_How to complete this task_. Looking at the entries, how many lines hold the word "hair"? State the number by itself.

Spatial localization data
────────────────────

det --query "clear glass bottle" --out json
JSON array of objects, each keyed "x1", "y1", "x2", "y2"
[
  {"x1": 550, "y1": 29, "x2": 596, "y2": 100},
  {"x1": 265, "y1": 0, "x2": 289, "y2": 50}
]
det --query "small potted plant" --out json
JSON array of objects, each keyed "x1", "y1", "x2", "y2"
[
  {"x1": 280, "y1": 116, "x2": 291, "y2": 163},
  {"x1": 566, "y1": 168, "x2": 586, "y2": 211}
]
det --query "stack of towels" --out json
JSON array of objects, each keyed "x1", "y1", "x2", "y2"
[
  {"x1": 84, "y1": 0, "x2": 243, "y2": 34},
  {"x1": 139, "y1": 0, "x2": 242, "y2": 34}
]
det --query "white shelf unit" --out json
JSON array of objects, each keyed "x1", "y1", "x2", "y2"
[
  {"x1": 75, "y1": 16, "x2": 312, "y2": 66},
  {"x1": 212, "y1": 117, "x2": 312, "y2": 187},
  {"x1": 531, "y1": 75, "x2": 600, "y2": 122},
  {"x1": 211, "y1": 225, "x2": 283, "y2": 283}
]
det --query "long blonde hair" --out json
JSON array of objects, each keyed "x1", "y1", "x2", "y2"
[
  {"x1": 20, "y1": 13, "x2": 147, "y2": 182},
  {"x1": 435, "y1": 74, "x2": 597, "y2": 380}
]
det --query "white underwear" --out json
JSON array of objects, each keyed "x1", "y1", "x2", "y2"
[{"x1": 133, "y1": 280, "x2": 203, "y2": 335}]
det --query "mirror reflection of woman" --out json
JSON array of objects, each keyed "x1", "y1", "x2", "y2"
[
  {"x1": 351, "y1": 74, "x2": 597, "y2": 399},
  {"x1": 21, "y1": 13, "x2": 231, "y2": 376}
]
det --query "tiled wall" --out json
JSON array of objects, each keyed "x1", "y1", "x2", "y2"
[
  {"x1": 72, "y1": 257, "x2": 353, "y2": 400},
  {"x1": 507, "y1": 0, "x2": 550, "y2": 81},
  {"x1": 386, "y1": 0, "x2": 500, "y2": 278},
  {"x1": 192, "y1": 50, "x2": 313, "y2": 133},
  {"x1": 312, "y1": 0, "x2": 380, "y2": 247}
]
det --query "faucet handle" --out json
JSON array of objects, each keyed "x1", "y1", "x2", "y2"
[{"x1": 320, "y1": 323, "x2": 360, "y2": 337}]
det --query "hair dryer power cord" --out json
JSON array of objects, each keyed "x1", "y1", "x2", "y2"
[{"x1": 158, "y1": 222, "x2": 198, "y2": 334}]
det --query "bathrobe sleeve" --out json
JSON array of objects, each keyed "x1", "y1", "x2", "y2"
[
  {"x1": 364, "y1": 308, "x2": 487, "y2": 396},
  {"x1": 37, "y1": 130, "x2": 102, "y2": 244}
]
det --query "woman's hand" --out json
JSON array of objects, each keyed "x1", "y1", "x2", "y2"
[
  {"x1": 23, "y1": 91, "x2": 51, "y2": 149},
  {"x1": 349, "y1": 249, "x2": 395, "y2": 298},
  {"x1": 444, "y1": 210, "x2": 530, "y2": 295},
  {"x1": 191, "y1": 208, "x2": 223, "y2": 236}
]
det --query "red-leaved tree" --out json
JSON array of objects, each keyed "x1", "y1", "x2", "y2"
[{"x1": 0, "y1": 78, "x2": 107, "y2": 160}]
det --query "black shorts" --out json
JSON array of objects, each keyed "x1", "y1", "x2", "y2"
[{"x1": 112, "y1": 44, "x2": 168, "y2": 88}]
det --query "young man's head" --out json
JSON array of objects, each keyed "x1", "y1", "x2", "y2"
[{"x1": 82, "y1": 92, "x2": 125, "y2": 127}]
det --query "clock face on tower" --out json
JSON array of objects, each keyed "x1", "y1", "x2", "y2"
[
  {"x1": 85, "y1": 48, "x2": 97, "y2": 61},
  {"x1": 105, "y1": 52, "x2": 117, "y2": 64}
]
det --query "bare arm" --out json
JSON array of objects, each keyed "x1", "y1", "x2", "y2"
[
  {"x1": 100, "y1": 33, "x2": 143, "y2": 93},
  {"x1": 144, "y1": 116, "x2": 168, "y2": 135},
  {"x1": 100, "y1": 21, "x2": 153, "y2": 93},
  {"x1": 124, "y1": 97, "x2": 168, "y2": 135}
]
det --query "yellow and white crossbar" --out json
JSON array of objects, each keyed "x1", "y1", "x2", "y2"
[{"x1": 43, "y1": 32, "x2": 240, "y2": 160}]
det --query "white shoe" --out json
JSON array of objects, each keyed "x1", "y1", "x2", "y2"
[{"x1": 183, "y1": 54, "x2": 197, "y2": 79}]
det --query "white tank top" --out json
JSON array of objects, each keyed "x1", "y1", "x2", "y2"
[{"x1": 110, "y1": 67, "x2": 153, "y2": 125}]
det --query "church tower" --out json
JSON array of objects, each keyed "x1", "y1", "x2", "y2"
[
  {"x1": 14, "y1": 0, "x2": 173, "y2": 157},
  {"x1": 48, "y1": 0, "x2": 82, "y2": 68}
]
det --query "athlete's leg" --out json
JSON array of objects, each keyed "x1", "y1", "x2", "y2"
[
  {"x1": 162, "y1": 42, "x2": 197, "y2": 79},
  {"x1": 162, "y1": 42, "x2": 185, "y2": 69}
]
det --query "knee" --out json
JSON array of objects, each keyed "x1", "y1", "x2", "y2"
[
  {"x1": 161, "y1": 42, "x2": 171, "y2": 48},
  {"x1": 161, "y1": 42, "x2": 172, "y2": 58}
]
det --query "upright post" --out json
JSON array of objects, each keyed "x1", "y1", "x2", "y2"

────────────────────

_Exercise result_. 2